[Trecho do documento]
>>>

A biodiversidade não é entrave ou problema, é a solução. A afirmação é do biólogo e professor da Ufrgs, Paulo Brack, que participou do Terça Ecológica, tradicional evento do Núcleo dos Ecojornalistas (Nej/RS), em parceria com outras entidades. Na noite de 5 de abril, em Porto Alegre, o encontro promoveu o debate das Propostas de Mudança do novo Código Florestal, e foi realizado na sede do Conselho Regional de Engenharia, Arquitetura e Agronomia do Estado (Crea-RS), reunindo engenheiros, arquitetos, ambientalistas, jornalistas e estudantes. Durante o debate, representantes do Forum em Defesa do Código Florestal anunciaram a realização de Audiência Pública, no próximo dia 14 (quinta-feira), às 19h, na Câmara de Vereadores da capital gaúcha.
No debate, além de Brack, mestre em Botânica, doutor em Ecologia e Recursos Naturais e professor da Universidade Federal do Rio Grande do Sul (Ufrgs), participou o engenheiro florestal Luiz Ernesto Grillo Elesbão, coordenador da Câmara Especializada de Engenharia Florestal do Crea-RS, mestre em Manejo Florestal, doutorando em Engenharia Florestal, e professor da UFSM. Para eles, a sociedade tem manifestado sua insatisfação, mas "precisa pressionar", conclamou Brack.
A polêmica na alteração do Código Florestal se deve especialmente à redução da área de proteção permanente (APPs) na margem de rios e riachos e em determinadas altitudes, à flexibilização da Reserva Legal, à anistia para produtores que desmataram antes da legislação sobre o tema; às formas de compensação por áreas já desmatadas e a algumas normas específicas para a agricultura familiar.
De acordo com os palestrantes, há muita confusão. "APP, por exemplo, não é só mata ciliar, mas todo tipo de vegetação", diz Elesbão, ao citar os pomares de espécies frutíferas e mesmo os plantios de eucaliptos. Já a Reserva Legal, explica, é a área na propriedade rural que deve manter a vegetação original. Para Elesbão, é precico integrar o sistema produtivo existente com as políticas públicas, planejando a partir da realidade já constituída.
A partir do Decreto 7029/09, que institui o Programa Federal de Apoio à Regularização Ambiental de Imóveis Rurais, denominado "Programa Mais Ambiente", os municípios passaram a definir o tamanho do módulo fiscal. A agricultura familiar está enquadrada no índice de área entre um e quatro módulos fiscais. Mas, de acordo com Elesbão, cada módulo fiscal, no Brasil, varia, de município para município, entre cinco e 110 hectares. "Caso as alterações ao Código Florestal sejam aprovadas, a agricultura familiar pode desaparecer", alerta Elesbão, ao observar que, de acordo com a proposição, propriedades com até quatro módulos fiscais não terão mais obrigação de manterem os 20% de área de Reserva Legal. "Quando esse substitutivo for aprovado, os municípios vão apresentar as suas camaras de vereadores projetos de aumento de tamanho do módulo fiscal para utilizar toda a propriedade para a produção", antecipa o professor.

<<<

[Requisitos]
Transcreva, do trecho sobre o debate do novo Código Florestal, a passagem que começa em "De acordo com os" e termina em "realidade já constituída.".

[Linhas do conjunto]
>>>

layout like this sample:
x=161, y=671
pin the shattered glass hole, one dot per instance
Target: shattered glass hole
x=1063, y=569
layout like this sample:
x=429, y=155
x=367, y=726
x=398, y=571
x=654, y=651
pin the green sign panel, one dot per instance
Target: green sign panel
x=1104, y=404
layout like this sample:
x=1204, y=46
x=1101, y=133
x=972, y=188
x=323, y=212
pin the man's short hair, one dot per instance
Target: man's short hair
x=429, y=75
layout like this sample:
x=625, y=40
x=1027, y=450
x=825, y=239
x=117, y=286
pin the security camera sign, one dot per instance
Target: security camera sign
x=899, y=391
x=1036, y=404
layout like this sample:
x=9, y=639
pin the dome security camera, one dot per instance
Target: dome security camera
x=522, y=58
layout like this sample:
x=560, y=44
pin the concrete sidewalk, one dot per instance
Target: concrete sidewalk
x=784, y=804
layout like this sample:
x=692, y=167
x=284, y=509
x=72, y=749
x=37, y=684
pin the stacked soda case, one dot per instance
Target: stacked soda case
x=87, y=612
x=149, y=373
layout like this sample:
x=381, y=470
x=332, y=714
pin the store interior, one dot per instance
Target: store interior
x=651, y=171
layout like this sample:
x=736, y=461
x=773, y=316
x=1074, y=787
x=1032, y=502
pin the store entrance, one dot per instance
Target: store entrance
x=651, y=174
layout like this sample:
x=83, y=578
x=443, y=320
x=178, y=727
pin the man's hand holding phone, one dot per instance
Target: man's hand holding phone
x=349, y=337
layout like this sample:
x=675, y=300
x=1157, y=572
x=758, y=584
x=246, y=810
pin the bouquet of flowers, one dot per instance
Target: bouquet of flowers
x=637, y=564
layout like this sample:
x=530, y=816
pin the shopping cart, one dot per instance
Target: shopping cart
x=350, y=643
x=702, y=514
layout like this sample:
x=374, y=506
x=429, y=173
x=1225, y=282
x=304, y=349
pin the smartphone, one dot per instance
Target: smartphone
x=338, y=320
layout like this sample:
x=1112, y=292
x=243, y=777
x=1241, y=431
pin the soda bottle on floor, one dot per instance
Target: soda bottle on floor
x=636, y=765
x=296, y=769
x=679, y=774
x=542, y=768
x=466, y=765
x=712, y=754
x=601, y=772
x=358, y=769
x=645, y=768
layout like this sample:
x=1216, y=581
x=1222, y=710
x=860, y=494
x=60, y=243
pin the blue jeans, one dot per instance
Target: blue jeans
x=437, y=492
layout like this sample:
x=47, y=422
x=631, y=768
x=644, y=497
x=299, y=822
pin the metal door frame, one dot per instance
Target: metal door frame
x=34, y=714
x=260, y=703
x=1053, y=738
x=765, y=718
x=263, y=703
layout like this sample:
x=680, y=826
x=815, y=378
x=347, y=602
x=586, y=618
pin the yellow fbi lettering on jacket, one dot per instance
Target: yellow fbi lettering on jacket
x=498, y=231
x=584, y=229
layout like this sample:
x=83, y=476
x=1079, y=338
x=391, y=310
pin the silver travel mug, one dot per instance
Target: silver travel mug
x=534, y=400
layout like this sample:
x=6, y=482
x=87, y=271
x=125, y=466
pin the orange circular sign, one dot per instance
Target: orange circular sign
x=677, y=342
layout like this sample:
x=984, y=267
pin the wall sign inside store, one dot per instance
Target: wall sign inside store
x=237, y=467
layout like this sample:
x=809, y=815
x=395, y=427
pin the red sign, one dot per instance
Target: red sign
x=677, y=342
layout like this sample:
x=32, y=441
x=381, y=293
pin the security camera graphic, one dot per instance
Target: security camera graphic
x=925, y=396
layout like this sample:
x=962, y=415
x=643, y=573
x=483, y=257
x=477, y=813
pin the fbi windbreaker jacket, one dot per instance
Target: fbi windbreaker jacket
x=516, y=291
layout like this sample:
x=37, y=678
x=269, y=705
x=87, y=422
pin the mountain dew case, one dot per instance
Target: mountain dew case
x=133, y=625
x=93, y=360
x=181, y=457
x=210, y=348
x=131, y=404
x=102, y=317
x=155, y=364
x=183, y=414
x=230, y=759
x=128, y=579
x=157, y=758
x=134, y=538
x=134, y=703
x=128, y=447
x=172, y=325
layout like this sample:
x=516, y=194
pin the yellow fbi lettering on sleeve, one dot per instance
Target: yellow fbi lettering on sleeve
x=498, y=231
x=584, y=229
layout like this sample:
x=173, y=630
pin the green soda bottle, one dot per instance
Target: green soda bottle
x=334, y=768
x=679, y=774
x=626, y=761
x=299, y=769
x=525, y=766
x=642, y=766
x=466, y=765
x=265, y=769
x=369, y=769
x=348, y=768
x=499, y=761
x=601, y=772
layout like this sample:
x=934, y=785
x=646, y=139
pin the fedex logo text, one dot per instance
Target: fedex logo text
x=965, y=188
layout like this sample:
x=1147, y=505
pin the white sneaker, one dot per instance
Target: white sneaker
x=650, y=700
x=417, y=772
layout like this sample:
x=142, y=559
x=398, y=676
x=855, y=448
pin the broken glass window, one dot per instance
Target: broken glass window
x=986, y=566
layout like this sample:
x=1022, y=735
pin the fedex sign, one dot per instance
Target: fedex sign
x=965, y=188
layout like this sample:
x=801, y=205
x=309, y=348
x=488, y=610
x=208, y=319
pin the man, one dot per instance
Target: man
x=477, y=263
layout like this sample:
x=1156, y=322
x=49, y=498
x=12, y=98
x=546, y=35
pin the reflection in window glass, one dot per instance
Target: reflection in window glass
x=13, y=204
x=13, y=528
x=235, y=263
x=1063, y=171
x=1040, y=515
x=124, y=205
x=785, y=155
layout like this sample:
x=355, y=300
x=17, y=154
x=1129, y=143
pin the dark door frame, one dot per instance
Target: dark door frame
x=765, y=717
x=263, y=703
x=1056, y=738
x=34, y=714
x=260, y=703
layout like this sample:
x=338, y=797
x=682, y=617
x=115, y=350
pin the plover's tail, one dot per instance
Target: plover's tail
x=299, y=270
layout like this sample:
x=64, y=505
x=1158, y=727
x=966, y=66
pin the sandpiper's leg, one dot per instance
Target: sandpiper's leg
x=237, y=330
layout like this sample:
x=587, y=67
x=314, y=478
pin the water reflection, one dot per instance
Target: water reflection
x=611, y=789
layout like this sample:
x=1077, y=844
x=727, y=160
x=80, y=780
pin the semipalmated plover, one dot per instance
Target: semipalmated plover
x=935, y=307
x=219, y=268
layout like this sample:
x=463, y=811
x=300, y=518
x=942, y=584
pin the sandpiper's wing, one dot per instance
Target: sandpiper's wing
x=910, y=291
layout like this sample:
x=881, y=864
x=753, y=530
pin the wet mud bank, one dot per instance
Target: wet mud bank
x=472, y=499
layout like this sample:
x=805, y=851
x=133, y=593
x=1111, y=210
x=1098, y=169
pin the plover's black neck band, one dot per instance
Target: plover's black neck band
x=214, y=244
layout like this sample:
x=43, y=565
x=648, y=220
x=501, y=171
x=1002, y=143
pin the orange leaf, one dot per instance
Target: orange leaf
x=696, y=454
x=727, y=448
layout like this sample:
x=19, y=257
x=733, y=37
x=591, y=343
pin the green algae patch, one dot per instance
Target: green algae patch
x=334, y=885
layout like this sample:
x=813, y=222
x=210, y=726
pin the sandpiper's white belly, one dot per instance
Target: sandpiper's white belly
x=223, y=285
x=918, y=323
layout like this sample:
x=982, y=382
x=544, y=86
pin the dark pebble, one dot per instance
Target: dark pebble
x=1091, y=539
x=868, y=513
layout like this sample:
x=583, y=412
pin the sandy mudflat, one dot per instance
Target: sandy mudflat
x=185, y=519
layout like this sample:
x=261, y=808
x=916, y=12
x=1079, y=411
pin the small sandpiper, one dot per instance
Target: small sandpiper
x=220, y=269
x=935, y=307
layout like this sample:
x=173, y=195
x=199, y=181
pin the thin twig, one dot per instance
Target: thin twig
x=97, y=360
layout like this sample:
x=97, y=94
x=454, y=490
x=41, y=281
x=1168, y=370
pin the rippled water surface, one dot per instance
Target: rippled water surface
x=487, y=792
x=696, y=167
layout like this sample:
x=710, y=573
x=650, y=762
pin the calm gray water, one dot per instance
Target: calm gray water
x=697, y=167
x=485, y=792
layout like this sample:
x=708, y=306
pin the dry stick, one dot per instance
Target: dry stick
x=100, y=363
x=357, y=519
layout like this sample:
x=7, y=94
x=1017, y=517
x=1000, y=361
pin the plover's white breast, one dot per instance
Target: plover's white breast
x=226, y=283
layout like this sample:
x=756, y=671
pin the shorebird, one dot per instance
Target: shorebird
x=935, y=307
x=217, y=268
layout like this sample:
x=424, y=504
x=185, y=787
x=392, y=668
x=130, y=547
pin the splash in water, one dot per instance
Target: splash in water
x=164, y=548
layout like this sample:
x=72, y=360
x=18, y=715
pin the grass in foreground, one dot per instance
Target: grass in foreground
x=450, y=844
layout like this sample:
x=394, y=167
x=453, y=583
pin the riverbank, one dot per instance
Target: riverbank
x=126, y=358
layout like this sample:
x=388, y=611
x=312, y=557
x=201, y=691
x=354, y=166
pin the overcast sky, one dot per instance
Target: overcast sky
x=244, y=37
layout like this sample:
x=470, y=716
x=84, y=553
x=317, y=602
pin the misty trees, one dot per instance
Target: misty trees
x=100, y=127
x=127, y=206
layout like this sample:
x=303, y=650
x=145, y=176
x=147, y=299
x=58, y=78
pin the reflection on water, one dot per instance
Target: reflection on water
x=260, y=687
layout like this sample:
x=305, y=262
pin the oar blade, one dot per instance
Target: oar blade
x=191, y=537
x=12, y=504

<<<

[Saída completa]
De acordo com os palestrantes, há muita confusão. "APP, por exemplo, não é só mata ciliar, mas todo tipo de vegetação", diz Elesbão, ao citar os pomares de espécies frutíferas e mesmo os plantios de eucaliptos. Já a Reserva Legal, explica, é a área na propriedade rural que deve manter a vegetação original. Para Elesbão, é precico integrar o sistema produtivo existente com as políticas públicas, planejando a partir da realidade já constituída.